課題 1: 読解文の「画像: キャッシュ・ドール。「アイス・ミー・アウト(Ice Me」から「ーネット・ミーム(※)投稿。」までを、「前座」を「オープニングアクト」に差し替えて書き直してください。
課題 2: 読解文によると、キャッシュがディズニープリンセスのイラストをシェアしたときに添えたひと言は何ですか？

読解文:
画像: キャッシュ・ドール。「アイス・ミー・アウト(Ice Me Out)」などの楽曲で知られ、人気ラッパーのドレイクやミーク・ミルの前座を務めた経験や、リル・ウェイン、イギー・アゼリアとのコラボ歴も。

キャッシュ・ドール。「アイス・ミー・アウト(Ice Me Out)」などの楽曲で知られ、人気ラッパーのドレイクやミーク・ミルの前座を務めた経験や、リル・ウェイン、イギー・アゼリアとのコラボ歴も。

 とある空港でのマスクを着用した自分のセルフィーをインスタグラムストーリーで公開したキャッシュは、続けて、ネット上で見つけたとみられる、ディズニープリンセスたちのイラストを使ったインターネット・ミーム(※)投稿。

※ネタ画像や動画の総称。-

 そこには、『アラジン』のヒロインのジャスミン、『白雪姫』の主人公の白雪姫、『シンデレラ』の主人公シンデレラ、『眠れる森の美女』の主人公オーロラ姫はといった名作ディズニーアニメのプリンセスたちは、こぞってマスクを着用しているものの、中国を舞台にした作品『ムーラン』の主人公であるムーランだけが、マスクを着けていない様子が描かれていた。

画像: ©Kash Doll/ Instagram

©Kash Doll/ Instagram

 さらに、このイラストには「ごめんね、ムーラン。だって、わからないじゃない」という文言が添えられており、ほかのプリンセスたちが、ムーランの新型コロナウイルスへの感染を疑い、彼女との接触を避けているかのような表現が見て取れる。


悪趣味なジョークに非難が殺到

 世界中に感染が拡大するなか、新型コロナウイルスの流行の発生地だと言われている中国や、流行の中心となっているアジアの国から来ている人、そして、アジアをルーツに持つ人たちへの差別が相次いで報告されている。

 そんななか、キャッシュが「空港での様子はこんな感じ」というひと言とともにシェアしたこのディズニープリンセスのイラストは、アジア人だという理由だけでウイルス保有者だと疑われ、冷たい視線を向けられるという、アジア人への不当な扱いを揶揄したジョーク。

画像: キャッシュは、最近では、アリアナ・グランデが監修した映画『チャーリーズ・エンジェル』のサントラ収録曲「ハウ・イッツ・ダン(How It’s Done)」にも参加。

キャッシュは、最近では、アリアナ・グランデが監修した映画『チャーリーズ・エンジェル』のサントラ収録曲「ハウ・イッツ・ダン(How It’s Done)」にも参加。

 ネット上には、これと同様に、ディズニープリンセスたちがムーランを除け者にするかのようなミームが複数あるが、人々の注目を浴びるミュージシャンという立場でありながら、さらに、歴史上、長きにわたって人種差別の対象となってきた黒人女性の1人でもありながら、人種差別的なジョークを悪びれもせずに発信したキャッシュの行動には、ツイッターを通じて批判の声が多く上がっている。

演習データ:
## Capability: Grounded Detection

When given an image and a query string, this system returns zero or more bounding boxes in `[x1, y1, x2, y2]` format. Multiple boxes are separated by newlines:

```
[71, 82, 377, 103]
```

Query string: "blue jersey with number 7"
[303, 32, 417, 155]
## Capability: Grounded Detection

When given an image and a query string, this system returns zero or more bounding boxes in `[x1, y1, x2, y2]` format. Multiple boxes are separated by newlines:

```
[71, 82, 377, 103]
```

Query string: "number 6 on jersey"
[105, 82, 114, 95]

結果 1:
画像: キャッシュ・ドール。「アイス・ミー・アウト(Ice Me Out)」などの楽曲で知られ、人気ラッパーのドレイクやミーク・ミルのオープニングアクトを務めた経験や、リル・ウェイン、イギー・アゼリアとのコラボ歴も。

キャッシュ・ドール。「アイス・ミー・アウト(Ice Me Out)」などの楽曲で知られ、人気ラッパーのドレイクやミーク・ミルのオープニングアクトを務めた経験や、リル・ウェイン、イギー・アゼリアとのコラボ歴も。

 とある空港でのマスクを着用した自分のセルフィーをインスタグラムストーリーで公開したキャッシュは、続けて、ネット上で見つけたとみられる、ディズニープリンセスたちのイラストを使ったインターネット・ミーム(※)投稿。

結果 2: 「空港での様子はこんな感じ」です。